Your task: Using the records below, write out again exactly the lines that begin at the line containing "Identify the person's right" and end at the line containing "Identify the cupped", and no other lines.

(Beginning of Supplied material)

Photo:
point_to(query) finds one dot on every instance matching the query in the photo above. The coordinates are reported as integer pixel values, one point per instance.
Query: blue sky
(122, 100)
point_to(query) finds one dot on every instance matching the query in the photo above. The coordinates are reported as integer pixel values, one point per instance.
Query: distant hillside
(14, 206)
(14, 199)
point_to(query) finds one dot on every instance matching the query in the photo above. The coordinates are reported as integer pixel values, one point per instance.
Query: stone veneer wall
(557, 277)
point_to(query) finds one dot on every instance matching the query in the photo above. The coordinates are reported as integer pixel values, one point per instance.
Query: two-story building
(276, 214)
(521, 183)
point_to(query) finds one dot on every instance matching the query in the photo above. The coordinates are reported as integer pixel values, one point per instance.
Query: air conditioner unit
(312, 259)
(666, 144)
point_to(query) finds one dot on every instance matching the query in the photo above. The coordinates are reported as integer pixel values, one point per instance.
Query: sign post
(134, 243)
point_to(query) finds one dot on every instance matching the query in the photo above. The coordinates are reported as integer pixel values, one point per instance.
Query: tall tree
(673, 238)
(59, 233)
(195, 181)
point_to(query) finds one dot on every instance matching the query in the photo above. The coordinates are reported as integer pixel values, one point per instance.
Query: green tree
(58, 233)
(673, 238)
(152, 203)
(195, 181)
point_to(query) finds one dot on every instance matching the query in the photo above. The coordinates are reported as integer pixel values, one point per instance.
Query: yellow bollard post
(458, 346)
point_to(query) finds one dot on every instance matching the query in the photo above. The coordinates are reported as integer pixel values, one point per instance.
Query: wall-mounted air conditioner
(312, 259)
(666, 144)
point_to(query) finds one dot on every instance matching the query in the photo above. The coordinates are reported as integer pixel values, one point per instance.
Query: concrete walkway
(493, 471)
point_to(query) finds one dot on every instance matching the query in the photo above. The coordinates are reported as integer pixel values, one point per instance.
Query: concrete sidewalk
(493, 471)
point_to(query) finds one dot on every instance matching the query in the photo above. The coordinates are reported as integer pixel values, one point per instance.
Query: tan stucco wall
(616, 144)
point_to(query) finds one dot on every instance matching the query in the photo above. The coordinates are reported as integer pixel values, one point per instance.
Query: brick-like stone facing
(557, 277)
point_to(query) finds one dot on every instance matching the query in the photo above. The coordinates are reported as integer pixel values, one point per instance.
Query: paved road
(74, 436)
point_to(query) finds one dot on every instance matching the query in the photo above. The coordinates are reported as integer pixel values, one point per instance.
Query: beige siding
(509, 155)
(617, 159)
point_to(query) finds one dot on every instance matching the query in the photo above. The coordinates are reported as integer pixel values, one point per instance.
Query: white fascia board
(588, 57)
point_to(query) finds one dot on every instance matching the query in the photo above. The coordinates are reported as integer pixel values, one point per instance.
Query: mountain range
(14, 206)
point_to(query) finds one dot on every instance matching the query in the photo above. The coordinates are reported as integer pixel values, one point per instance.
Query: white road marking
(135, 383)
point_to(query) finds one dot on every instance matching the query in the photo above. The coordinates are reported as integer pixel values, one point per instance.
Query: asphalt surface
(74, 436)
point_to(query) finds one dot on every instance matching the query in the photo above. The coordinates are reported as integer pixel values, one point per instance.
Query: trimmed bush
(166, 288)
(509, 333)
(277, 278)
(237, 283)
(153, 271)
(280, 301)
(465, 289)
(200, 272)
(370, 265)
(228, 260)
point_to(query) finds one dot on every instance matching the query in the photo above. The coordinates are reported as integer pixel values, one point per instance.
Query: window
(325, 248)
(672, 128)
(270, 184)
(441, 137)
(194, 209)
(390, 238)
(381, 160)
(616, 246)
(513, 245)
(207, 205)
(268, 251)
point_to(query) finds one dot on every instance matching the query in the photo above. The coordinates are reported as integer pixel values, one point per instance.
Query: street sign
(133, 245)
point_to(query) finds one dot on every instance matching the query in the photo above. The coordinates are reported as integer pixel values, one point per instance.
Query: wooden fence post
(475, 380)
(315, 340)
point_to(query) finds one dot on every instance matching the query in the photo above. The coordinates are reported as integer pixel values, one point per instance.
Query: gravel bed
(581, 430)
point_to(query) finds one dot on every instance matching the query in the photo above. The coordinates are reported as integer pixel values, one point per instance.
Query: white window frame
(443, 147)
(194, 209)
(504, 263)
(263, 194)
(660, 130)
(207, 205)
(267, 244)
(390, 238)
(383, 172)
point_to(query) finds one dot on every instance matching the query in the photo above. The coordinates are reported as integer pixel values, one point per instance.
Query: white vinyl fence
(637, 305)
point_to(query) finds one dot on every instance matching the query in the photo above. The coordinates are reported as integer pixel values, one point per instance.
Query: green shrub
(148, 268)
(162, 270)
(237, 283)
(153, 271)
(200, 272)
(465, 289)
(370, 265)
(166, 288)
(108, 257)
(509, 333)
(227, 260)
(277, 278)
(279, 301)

(End of Supplied material)
(Beginning of Supplied material)

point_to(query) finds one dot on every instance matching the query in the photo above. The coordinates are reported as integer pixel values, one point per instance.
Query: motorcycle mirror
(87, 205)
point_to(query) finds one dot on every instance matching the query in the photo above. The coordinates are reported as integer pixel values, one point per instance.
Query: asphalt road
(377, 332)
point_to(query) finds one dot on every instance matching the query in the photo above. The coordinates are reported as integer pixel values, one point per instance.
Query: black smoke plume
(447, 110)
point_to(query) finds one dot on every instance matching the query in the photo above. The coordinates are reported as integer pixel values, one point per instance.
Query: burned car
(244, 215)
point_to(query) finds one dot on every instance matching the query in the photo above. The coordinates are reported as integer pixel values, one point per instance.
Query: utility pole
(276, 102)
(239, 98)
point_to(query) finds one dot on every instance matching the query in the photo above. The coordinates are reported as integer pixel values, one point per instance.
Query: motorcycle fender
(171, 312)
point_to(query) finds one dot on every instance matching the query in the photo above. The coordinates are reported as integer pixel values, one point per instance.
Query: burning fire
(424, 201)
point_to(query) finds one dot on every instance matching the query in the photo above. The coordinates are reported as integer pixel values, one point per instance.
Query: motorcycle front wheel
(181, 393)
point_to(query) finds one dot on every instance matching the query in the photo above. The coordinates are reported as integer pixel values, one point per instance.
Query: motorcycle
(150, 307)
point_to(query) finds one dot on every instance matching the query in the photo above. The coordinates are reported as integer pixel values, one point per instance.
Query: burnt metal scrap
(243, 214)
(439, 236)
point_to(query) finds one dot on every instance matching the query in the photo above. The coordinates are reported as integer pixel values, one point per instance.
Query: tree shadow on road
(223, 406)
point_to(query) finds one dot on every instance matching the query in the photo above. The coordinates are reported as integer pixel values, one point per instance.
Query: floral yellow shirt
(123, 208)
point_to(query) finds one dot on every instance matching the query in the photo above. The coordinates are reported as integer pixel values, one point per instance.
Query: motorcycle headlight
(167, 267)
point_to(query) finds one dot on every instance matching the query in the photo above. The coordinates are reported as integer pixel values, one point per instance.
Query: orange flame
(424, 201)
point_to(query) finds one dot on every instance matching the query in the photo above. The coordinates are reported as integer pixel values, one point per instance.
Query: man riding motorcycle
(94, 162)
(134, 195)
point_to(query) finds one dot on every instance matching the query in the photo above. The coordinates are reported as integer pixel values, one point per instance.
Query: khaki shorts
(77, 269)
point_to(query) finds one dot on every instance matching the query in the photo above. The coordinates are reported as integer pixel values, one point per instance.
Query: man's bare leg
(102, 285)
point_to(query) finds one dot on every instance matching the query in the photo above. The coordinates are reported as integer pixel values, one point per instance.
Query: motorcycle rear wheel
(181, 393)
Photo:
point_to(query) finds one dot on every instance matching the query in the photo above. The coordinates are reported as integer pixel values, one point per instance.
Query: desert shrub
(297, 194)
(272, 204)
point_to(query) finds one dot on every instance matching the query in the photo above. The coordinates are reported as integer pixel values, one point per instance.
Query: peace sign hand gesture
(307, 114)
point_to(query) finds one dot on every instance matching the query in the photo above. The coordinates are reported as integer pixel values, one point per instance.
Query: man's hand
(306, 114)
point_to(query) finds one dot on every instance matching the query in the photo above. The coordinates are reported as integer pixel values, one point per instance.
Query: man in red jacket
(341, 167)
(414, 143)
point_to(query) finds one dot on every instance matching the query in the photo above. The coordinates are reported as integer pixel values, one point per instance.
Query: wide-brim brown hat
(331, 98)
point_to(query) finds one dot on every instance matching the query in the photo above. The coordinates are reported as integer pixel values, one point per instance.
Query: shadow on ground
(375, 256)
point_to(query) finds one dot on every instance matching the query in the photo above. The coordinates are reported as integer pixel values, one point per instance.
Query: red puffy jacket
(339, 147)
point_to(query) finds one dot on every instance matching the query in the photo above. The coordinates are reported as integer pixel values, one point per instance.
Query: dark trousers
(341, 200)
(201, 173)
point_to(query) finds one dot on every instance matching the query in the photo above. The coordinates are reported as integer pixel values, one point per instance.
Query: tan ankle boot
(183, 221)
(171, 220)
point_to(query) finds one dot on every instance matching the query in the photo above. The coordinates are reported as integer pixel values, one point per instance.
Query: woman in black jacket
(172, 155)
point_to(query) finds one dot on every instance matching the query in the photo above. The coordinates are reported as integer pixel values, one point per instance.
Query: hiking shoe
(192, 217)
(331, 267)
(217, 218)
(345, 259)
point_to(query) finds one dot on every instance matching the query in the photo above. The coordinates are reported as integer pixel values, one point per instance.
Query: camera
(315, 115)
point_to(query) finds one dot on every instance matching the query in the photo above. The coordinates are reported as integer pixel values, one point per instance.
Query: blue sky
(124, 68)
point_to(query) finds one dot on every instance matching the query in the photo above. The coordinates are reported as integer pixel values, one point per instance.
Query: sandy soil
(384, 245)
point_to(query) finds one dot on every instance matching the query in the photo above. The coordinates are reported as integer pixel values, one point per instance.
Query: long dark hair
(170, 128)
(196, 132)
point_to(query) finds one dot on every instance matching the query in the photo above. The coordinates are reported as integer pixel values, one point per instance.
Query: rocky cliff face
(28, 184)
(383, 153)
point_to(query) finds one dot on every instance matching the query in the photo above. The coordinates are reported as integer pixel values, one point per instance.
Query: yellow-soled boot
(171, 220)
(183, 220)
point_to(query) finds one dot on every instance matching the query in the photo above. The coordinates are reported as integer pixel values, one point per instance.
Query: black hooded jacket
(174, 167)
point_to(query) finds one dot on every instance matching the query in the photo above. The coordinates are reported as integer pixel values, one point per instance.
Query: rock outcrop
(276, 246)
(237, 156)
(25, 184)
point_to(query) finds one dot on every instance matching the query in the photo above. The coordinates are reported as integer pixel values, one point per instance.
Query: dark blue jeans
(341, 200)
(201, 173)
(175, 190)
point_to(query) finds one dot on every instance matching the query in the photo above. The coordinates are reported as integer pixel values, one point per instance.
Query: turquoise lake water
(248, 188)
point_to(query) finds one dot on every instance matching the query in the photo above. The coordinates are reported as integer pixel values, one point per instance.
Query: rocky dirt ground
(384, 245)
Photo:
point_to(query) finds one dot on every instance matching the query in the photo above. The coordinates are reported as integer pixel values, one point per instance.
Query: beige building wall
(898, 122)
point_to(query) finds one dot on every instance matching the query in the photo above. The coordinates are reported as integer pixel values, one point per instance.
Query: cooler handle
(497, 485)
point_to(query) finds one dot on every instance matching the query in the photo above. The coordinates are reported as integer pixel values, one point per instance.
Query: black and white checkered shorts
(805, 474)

(End of Supplied material)
(Beginning of Supplied material)

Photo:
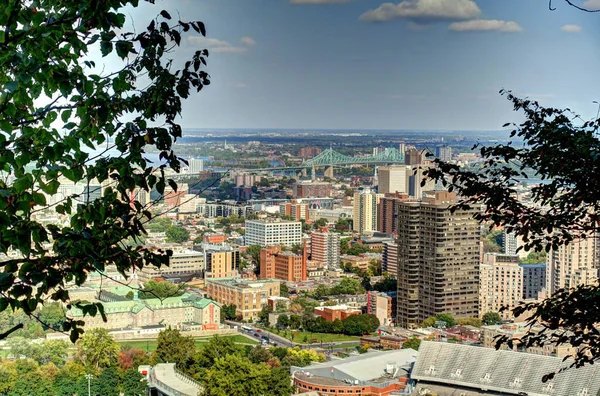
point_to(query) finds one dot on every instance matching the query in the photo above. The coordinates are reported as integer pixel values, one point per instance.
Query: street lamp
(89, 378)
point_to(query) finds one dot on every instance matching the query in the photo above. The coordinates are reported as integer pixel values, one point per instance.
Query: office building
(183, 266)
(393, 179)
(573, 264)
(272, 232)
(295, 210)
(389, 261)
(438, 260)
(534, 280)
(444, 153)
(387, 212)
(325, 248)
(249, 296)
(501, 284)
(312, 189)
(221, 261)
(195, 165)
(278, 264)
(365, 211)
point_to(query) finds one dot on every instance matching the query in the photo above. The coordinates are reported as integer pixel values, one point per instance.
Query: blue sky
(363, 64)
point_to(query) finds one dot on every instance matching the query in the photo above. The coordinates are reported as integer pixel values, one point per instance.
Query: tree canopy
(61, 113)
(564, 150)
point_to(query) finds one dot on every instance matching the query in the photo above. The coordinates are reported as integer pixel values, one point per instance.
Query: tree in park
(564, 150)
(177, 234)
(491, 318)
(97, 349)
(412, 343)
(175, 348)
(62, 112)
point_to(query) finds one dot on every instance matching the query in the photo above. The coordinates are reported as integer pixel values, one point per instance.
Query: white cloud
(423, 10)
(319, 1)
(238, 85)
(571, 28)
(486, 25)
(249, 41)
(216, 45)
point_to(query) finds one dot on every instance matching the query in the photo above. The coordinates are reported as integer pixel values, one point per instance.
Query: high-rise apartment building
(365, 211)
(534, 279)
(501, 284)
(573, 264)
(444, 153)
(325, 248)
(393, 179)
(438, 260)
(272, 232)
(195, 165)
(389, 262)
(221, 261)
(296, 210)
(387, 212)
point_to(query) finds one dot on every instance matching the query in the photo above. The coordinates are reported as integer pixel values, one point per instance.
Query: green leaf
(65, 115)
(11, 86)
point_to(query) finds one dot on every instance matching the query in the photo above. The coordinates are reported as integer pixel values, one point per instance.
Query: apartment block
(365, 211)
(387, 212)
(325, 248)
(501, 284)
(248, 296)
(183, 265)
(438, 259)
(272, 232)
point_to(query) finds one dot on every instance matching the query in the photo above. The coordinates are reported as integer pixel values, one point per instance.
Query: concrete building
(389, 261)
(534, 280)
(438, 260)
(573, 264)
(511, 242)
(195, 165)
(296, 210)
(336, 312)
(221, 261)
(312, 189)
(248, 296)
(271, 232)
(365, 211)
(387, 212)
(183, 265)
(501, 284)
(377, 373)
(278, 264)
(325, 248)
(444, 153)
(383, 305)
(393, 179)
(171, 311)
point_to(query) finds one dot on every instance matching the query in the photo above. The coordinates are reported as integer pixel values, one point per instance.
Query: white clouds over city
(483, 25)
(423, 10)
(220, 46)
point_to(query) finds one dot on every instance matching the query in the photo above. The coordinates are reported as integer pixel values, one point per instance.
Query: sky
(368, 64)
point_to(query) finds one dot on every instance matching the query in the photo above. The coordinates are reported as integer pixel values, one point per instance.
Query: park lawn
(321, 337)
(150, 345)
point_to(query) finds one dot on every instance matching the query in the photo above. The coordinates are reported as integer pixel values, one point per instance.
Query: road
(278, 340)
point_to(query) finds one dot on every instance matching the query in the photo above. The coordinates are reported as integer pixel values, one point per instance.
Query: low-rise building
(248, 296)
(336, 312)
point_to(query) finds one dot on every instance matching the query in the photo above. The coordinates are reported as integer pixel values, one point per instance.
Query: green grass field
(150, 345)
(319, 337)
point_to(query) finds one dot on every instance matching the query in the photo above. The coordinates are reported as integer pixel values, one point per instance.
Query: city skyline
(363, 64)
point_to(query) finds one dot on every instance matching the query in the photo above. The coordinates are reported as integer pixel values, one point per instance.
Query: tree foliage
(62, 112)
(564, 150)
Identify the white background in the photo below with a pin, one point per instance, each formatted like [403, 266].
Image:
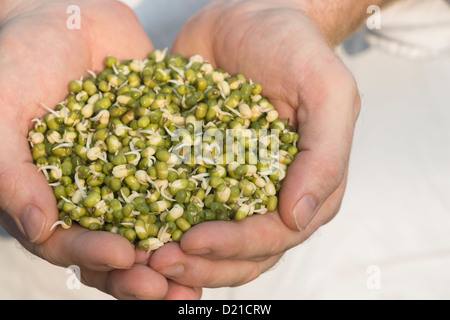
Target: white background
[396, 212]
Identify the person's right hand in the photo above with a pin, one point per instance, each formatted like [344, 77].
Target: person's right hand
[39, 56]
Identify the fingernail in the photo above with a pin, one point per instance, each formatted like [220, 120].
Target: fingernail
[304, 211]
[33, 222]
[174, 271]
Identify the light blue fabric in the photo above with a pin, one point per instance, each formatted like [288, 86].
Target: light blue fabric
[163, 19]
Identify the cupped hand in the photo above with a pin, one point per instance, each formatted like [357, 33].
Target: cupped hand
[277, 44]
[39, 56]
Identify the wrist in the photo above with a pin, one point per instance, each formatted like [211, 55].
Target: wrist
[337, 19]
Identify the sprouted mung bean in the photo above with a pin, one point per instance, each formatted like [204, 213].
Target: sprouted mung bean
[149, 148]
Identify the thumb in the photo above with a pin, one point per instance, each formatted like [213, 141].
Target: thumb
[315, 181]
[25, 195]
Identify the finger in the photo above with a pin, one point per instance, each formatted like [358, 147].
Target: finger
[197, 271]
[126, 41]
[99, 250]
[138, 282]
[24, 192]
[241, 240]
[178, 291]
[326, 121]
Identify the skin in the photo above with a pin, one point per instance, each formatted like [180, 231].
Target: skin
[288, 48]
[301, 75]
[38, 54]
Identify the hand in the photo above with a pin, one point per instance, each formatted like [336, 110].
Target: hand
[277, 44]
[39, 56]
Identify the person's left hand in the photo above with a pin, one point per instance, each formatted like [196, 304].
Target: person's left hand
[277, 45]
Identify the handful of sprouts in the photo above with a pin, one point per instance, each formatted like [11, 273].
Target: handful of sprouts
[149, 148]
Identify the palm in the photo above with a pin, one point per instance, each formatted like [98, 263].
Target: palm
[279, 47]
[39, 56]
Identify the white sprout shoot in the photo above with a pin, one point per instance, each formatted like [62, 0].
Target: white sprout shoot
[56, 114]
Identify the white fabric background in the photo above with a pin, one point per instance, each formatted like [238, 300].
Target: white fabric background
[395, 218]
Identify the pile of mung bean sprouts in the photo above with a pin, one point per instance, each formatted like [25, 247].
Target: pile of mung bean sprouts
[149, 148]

(End of Supplied material)

Answer below:
Identify the person's right hand in the photo above with a pin, one point per instance, each formatted like [344, 77].
Target: person's right hand
[39, 56]
Identify the fingernail in the photo above with a pin, one point per instance, each formatted like [220, 120].
Target: fingernail
[304, 211]
[33, 222]
[174, 271]
Identify the light blue fabric in the photo above with a pin, one point per instance, each formatted like [288, 86].
Target: light blue fabric
[163, 19]
Identify the cupped hand in the photo above with a pin, one point per instance, each formatted like [357, 33].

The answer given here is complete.